**AIM OF THE TASK:** Return the material below verbatim, starting with its first line and stopping after the line that contains "97 206 114 220", with both of those lines included.

**MATERIAL SUPPLIED:**
★ ★ ★ ★ ★ ★ ★

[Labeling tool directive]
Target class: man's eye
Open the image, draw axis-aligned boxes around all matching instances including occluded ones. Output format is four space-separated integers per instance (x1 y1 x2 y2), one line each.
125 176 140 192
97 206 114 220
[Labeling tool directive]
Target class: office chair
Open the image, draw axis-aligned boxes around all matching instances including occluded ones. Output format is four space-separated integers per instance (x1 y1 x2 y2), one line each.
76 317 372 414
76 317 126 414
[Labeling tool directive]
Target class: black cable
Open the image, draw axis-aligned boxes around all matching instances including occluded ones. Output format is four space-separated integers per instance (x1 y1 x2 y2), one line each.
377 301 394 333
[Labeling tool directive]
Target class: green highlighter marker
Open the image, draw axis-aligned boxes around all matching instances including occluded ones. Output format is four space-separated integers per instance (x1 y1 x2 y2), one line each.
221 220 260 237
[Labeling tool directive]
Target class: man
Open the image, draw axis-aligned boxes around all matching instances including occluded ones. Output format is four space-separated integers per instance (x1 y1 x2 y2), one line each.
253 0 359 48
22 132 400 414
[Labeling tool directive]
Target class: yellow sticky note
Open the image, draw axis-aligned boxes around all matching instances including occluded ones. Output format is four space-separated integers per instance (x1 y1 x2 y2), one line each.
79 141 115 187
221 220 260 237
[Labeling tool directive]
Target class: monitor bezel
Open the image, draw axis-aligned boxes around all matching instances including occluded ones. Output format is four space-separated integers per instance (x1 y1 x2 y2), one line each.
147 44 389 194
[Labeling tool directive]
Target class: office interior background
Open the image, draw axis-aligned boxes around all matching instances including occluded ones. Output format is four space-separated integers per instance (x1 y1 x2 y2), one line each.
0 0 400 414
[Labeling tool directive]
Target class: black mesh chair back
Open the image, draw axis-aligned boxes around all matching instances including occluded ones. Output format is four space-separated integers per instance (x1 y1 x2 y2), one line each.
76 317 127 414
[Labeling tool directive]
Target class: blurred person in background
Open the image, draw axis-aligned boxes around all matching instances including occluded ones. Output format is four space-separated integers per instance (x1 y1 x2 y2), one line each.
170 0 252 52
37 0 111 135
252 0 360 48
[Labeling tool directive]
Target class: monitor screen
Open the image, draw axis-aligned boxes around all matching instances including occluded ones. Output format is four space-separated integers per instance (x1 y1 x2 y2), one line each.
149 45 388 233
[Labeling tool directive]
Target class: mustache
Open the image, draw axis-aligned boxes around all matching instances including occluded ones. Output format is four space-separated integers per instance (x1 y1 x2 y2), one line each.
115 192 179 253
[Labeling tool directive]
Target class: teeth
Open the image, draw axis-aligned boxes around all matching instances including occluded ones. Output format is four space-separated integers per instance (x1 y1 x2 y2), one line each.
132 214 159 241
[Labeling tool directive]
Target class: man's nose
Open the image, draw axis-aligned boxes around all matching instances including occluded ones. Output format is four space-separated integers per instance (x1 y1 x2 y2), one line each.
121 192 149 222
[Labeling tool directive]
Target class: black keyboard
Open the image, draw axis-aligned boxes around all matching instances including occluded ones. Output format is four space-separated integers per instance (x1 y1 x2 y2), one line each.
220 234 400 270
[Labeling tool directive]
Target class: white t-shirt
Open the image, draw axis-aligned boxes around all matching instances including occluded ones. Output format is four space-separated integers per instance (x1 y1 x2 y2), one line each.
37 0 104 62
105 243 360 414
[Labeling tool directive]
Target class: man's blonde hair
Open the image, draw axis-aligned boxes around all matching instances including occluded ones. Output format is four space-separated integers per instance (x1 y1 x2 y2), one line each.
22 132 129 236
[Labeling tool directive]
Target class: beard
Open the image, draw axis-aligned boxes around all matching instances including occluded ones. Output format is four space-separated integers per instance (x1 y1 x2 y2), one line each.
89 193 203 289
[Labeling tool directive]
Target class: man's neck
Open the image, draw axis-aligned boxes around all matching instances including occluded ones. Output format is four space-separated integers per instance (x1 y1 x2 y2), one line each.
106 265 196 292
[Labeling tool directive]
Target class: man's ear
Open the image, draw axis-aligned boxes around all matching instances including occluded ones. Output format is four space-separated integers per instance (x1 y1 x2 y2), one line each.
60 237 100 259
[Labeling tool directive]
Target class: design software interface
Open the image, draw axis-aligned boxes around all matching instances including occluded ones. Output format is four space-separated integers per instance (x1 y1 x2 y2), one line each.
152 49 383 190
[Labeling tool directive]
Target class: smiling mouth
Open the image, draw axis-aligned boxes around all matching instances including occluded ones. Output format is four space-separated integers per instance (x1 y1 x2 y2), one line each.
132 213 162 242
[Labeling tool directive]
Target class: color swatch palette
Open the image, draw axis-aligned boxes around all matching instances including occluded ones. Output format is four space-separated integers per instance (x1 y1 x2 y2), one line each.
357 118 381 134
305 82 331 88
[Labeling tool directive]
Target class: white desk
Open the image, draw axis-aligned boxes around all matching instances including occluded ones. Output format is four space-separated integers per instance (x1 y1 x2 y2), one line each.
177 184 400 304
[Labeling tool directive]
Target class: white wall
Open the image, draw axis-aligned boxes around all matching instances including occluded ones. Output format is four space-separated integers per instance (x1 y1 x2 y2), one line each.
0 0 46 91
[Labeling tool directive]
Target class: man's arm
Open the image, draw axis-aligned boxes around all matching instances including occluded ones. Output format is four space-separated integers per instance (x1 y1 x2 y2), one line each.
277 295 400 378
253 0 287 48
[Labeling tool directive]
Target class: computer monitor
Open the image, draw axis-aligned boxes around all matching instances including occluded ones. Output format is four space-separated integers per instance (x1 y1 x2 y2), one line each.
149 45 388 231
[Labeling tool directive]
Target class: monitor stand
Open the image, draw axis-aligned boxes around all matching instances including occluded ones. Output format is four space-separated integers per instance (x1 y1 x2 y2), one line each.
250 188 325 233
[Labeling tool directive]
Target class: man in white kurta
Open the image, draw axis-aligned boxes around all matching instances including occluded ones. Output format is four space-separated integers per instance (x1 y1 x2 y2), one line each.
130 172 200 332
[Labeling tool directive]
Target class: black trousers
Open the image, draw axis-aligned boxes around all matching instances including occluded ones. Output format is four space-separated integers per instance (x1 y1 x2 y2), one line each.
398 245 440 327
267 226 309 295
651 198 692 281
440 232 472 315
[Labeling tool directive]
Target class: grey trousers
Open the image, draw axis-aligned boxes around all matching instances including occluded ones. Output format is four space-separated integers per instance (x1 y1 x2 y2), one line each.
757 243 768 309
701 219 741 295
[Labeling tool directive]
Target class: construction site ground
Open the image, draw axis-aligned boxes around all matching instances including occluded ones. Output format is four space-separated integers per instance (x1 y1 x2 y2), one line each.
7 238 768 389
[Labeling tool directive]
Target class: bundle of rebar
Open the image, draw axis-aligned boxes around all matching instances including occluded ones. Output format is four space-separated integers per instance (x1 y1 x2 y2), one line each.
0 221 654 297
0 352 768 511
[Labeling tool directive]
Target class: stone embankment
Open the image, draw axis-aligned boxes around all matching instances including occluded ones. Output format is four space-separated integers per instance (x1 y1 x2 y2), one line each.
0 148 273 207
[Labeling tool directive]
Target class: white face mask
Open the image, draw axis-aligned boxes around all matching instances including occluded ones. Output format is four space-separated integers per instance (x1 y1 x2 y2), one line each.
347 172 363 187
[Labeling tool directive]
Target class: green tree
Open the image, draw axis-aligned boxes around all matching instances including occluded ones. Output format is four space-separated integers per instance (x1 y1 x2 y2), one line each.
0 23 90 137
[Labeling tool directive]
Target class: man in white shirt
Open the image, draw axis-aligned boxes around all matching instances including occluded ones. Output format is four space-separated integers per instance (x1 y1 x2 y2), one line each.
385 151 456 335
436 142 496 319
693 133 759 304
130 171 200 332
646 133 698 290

★ ★ ★ ★ ★ ★ ★

**SOLUTION BELOW:**
[Labeling tool directive]
Target class: man's eye
Open the image, draw axis-aligned boxes around all matching instances including occluded ones. Output format is four space-separated integers per instance (x1 y1 x2 y2), one line each.
125 176 140 192
97 206 114 220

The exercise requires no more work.